## [PROBLEM]
Take the material below and reproduce, word for word, only the lines from the line with "Q: Find one point on every instance of the blue wreckage" through the line with "Q: Find one point on every instance of the reflection".
THE DATA Block Start
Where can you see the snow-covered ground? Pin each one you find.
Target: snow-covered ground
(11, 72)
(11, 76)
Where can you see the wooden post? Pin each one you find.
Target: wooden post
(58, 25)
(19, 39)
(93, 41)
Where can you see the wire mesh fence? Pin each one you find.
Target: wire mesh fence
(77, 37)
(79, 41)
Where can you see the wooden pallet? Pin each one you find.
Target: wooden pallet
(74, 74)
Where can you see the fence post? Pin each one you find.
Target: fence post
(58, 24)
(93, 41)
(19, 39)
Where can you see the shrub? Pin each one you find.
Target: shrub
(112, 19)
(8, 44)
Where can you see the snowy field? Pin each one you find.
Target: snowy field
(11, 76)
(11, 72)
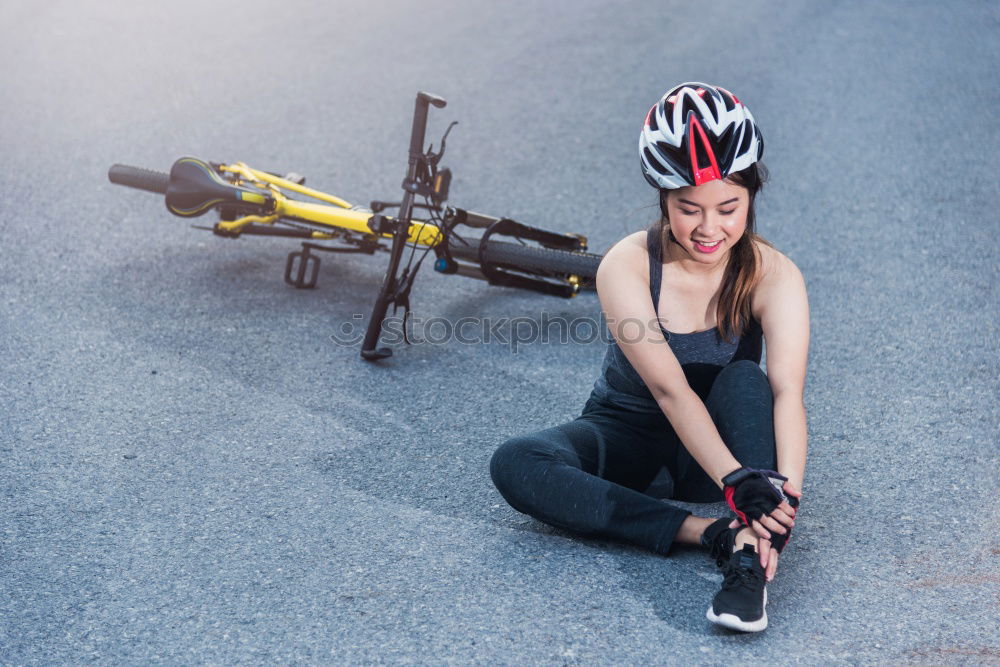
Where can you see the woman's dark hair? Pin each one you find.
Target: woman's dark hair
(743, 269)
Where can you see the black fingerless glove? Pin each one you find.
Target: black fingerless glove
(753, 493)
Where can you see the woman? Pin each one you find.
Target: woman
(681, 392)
THE DATA Block End
THE DATA Block Start
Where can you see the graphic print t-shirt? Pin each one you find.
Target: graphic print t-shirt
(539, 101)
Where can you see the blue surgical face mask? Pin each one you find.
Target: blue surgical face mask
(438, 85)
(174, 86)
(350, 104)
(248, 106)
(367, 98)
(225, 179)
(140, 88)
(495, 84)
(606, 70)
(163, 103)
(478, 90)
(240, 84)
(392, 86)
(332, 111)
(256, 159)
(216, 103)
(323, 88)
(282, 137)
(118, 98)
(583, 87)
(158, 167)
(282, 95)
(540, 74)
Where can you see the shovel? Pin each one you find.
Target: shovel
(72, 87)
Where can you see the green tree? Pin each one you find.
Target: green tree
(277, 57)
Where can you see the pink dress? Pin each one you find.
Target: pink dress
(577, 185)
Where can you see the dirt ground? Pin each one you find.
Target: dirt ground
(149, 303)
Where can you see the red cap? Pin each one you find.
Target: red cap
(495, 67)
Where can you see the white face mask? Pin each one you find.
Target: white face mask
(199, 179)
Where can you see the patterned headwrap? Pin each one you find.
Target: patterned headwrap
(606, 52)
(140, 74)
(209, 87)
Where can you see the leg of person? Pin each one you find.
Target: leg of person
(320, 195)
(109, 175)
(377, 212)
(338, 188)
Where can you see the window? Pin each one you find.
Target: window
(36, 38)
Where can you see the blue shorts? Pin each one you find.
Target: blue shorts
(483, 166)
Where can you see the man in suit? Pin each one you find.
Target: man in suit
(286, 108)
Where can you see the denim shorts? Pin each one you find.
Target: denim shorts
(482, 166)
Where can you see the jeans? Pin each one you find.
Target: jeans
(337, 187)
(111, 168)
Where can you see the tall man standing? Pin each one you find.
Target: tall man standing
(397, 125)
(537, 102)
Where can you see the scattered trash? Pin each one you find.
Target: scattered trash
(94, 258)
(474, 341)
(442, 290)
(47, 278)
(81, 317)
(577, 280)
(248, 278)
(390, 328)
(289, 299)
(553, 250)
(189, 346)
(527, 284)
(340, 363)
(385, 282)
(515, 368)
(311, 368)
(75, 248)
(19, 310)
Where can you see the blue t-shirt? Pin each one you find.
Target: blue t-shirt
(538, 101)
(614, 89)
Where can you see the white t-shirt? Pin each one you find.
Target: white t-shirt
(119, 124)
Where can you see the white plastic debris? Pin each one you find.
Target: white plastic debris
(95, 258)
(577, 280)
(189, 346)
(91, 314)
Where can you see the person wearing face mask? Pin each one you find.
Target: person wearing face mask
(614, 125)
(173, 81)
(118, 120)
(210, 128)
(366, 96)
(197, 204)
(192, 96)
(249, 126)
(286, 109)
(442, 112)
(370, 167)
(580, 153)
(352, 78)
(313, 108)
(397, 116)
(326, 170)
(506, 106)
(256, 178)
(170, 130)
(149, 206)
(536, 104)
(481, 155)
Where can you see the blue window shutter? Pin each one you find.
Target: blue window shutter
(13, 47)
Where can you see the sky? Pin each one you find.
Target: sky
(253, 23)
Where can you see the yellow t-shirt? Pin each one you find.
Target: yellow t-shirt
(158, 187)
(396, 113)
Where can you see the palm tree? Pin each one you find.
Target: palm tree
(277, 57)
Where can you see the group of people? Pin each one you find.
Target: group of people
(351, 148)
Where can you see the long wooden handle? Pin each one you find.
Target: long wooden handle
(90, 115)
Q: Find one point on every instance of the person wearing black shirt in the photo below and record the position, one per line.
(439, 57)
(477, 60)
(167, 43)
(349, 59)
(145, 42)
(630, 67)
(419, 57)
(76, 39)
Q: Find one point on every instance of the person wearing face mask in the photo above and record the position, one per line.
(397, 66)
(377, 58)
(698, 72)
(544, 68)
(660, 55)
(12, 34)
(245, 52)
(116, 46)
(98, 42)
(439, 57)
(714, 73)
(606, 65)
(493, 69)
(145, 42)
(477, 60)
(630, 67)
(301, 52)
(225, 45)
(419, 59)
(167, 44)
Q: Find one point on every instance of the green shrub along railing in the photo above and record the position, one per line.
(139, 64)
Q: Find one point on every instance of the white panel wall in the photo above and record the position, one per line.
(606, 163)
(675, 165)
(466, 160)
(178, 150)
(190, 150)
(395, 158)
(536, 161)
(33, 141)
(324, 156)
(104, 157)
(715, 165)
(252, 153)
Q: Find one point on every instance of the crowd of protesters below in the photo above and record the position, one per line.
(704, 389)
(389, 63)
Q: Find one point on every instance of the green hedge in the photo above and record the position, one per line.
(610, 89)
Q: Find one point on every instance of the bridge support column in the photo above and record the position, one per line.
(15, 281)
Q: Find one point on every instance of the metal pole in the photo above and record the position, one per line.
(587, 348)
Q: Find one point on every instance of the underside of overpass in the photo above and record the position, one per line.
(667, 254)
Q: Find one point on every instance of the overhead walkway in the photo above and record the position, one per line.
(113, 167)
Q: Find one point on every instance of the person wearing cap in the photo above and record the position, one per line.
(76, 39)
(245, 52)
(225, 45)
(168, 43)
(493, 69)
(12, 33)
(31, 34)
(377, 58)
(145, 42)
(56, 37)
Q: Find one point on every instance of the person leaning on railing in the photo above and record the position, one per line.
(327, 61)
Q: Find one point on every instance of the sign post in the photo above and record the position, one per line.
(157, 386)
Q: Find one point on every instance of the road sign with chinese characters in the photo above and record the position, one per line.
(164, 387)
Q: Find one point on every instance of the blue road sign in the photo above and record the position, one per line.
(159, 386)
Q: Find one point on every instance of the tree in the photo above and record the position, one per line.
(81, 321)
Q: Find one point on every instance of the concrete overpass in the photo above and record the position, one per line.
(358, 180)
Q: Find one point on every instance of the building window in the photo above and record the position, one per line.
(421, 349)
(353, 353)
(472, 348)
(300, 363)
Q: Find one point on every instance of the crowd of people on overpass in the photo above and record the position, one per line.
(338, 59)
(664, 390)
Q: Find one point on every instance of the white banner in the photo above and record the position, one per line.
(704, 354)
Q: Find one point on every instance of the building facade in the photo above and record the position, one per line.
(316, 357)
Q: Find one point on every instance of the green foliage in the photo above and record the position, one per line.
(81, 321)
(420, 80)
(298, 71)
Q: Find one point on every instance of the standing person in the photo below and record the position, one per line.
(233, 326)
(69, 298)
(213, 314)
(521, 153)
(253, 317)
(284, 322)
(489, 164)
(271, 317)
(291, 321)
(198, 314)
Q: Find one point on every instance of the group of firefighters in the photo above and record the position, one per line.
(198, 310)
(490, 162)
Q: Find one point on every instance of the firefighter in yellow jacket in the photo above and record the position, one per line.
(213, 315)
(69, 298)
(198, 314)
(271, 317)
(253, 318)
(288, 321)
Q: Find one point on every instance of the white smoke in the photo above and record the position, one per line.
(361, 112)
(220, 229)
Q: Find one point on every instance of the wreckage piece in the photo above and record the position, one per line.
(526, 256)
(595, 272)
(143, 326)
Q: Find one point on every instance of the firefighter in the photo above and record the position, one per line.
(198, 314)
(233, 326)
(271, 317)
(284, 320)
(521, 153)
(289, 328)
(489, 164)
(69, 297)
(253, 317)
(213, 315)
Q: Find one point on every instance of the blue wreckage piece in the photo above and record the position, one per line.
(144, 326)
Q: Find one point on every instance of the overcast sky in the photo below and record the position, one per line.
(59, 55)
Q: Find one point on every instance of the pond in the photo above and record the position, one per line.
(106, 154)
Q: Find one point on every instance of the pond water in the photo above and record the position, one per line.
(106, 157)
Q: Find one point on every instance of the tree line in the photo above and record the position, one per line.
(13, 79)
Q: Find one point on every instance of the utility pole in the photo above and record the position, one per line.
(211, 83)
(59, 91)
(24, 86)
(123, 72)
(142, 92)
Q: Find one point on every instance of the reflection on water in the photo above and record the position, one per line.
THE DATA Block End
## [ANSWER TO THIS TASK]
Q: Find one point on every instance of the blue wreckage piece in the photo above and record the position, one per line.
(144, 326)
Q: Find one point on every instance of the overcast sky in the photo below and record the position, one per line.
(59, 55)
Q: Find one point on every instance of the pond in the photo above and record the position, one per line.
(106, 154)
Q: Find one point on every instance of the pond water in the photo above and record the position, one per line.
(106, 157)
Q: Find one point on every instance of the tree line in the photo above and record the position, one per line.
(13, 79)
Q: Find one point on every instance of the utility pole in the photo above and record the position, one per line.
(211, 83)
(59, 91)
(24, 86)
(123, 72)
(142, 92)
Q: Find one point on every instance of the reflection on water in the photo above and record the position, one per line.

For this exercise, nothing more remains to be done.